The records >>
— Begin —
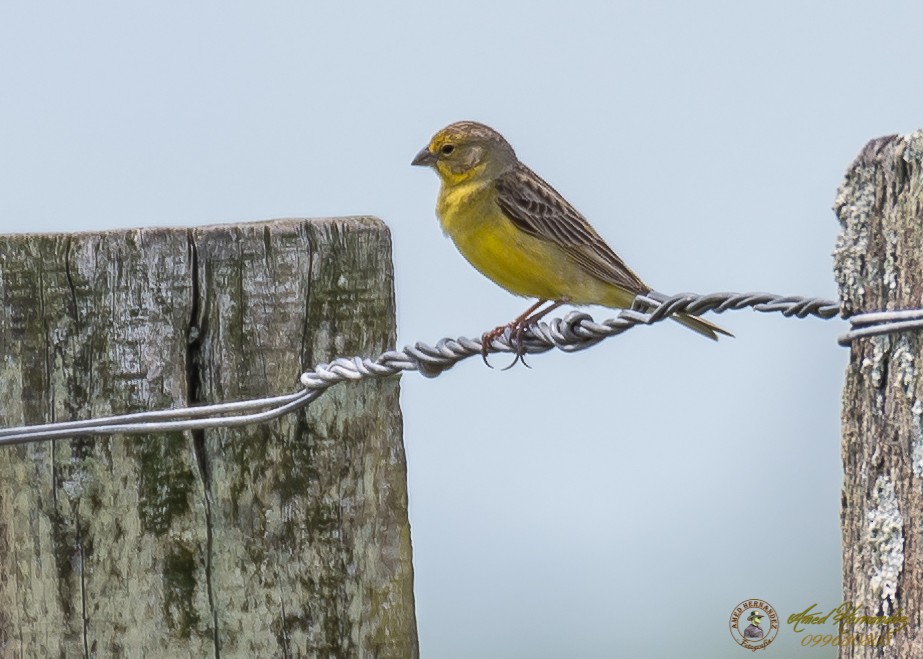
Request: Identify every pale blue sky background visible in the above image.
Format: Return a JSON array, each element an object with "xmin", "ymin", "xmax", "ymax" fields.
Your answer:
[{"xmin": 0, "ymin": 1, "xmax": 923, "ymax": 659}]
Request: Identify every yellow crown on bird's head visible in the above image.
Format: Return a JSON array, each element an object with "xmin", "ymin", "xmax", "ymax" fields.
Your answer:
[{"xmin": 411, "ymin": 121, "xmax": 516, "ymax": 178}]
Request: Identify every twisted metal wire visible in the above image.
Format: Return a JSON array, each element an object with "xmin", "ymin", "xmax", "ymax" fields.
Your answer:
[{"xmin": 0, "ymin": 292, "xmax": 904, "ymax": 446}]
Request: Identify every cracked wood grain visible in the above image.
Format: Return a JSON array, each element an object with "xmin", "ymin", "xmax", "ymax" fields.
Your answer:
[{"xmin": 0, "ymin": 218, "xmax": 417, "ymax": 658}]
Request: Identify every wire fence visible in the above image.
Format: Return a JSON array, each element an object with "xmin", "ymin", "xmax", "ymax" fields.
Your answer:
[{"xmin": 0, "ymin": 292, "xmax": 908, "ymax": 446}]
— End —
— Begin —
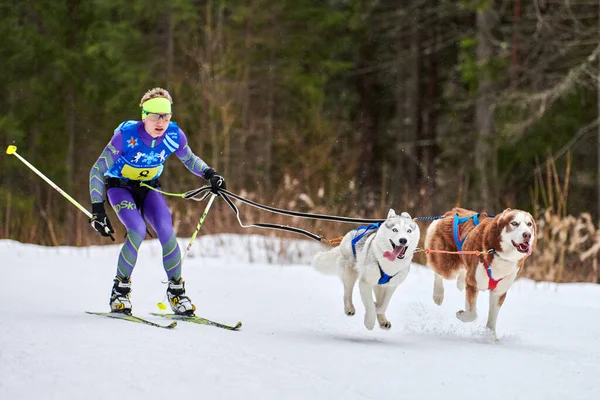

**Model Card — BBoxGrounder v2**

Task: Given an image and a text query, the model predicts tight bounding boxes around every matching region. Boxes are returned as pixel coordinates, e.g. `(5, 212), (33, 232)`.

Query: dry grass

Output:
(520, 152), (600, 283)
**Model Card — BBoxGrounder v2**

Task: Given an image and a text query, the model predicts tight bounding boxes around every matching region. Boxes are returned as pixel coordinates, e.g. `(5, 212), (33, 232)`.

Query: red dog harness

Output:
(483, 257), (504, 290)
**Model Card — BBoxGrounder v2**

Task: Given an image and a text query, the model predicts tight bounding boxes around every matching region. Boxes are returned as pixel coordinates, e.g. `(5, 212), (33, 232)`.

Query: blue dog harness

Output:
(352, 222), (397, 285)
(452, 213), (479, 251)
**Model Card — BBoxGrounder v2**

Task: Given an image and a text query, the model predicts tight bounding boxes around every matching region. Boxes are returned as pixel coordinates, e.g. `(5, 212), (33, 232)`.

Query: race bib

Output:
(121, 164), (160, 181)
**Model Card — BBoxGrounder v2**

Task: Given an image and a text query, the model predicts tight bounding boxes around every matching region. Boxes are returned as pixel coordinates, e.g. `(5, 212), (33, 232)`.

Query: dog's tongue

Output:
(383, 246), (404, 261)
— End —
What to produce >> State how many lines in the entries above contain the string "blue", with case counting. Give only the number.

Response for this exercise >> 2